### Provided passage

^^^^^^^^^^^^^^^^

Also, annually, the leadership development and compensation committee, together with its independent compensation consultant, performs a compensation risk analysis of our compensation programs. In addition, the chair of our leadership development and compensation committee reports to, and discusses compensation risk issues with, the full Board of Directors.

Stock Ownership Guidelines

We also believe that our executives’ significant equity ownership in our Company aligns their long-term interests with those of our stockholders. Our Board of Directors has adopted stock ownership guidelines for our executive officers at the level of Executive Vice President or higher. Our Executive Chairman and Chief Executive Officer are each required to own Class A Common Stock equivalents with an aggregate market value equal to six times his annual rate of salary. As shown in the table below, both Mr. Plueger and Mr. Udvar-Házy beneficially own shares of our Class A Common Stock that far exceed their ownership requirements.

 

   

Target Ownership

 

         

Actual Ownership

 

 
   

Multiple of Base
Salary

 

   

Multiple
Expressed in
Dollars

 

         

Multiple of Base
Salary(1)

 

   

Value of Shares
Held by Executive(2)

 

 

John L. Plueger, Chief Executive Officer

    6x       6,000,000         30x     $ 29,534,812  

Steven Udvar-Házy, Executive Chairman

    6x       10,800,000               115x     $ 207,295,839  

 

(1)

Based on 2021 base salary at December 31, 2021.

^^^^^^^^^^^^^^^^

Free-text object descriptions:
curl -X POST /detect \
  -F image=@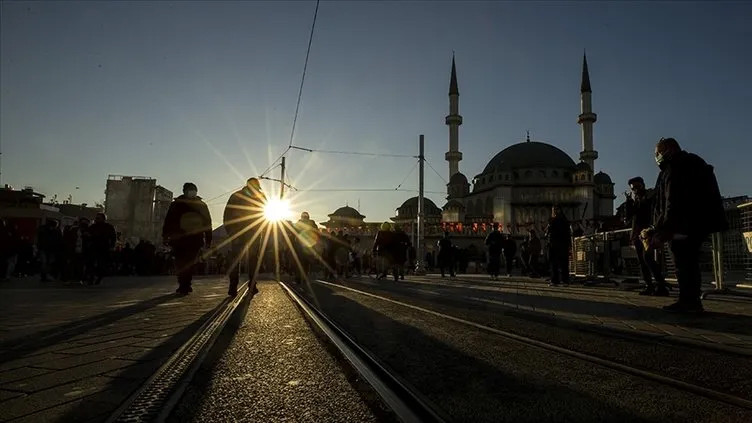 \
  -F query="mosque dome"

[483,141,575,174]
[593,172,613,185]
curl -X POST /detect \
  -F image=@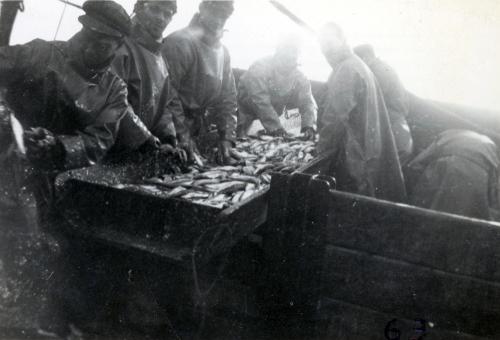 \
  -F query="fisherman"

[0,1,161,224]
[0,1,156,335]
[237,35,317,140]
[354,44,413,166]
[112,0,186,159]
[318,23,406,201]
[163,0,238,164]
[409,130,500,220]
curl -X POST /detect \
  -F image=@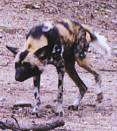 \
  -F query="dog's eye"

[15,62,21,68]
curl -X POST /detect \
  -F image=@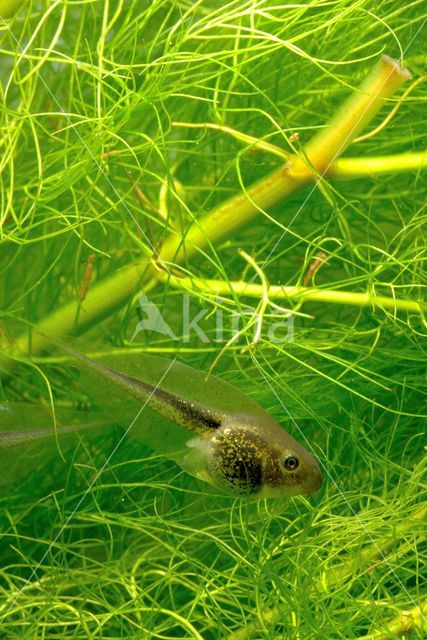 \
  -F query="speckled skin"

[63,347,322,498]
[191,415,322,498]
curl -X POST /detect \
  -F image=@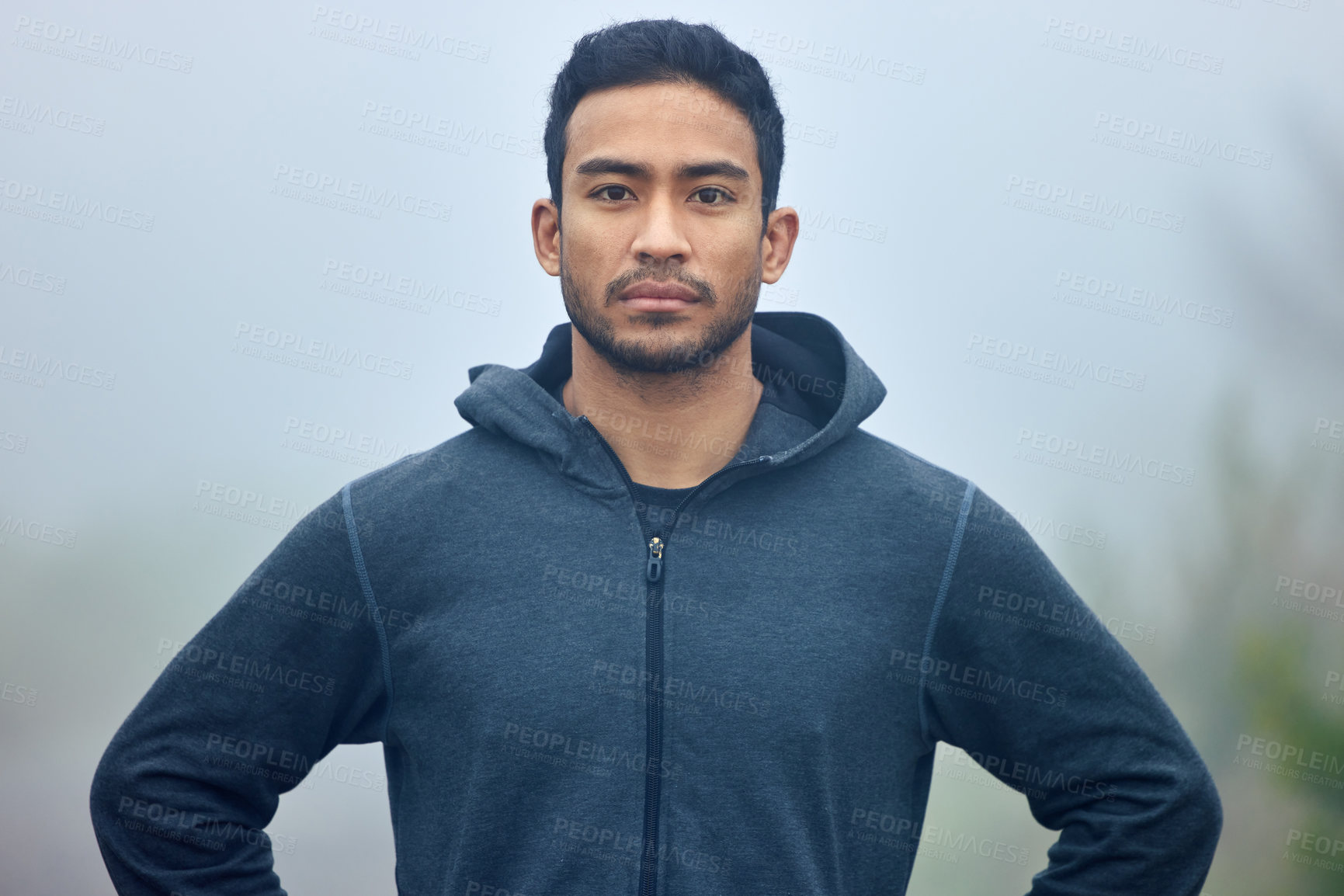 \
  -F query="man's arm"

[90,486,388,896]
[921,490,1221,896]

^^^^^^^^^^^^^^^^

### What to produce
Can you reproduce the executive compensation passage word for word, between "Also, annually, the" and "Board of Directors.", inclusive? These records are separate material and are unconnected to the executive compensation passage.

### Solution
Also, annually, the leadership development and compensation committee, together with its independent compensation consultant, performs a compensation risk analysis of our compensation programs. In addition, the chair of our leadership development and compensation committee reports to, and discusses compensation risk issues with, the full Board of Directors.